■ **Action item**: An exact reprint of every record below is required, with the pictures left out.

START Records for this task

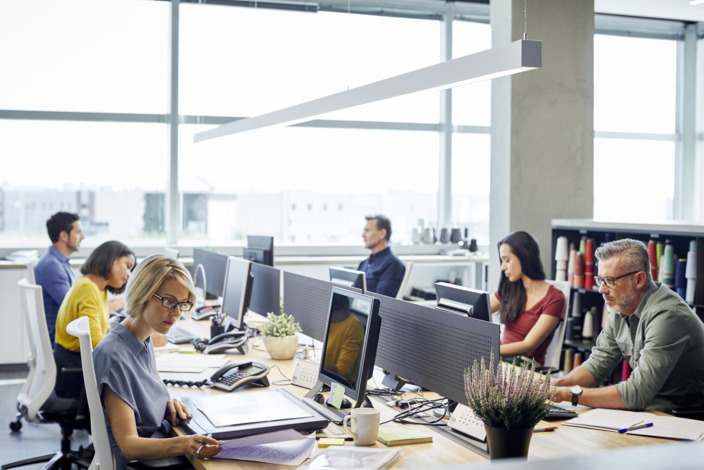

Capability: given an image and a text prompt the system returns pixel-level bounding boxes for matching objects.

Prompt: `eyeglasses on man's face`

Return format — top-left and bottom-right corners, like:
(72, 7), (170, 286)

(153, 293), (193, 312)
(594, 271), (639, 288)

END Records for this task

■ **Output of the exercise**:
Capability: given an image and a text prompt the system returns pixel-level bounding boxes for matching objects.

Prompt: `eyeglasses on man's face`

Return format — top-left and bottom-right corners, like:
(72, 7), (170, 286)

(153, 293), (193, 312)
(594, 271), (639, 288)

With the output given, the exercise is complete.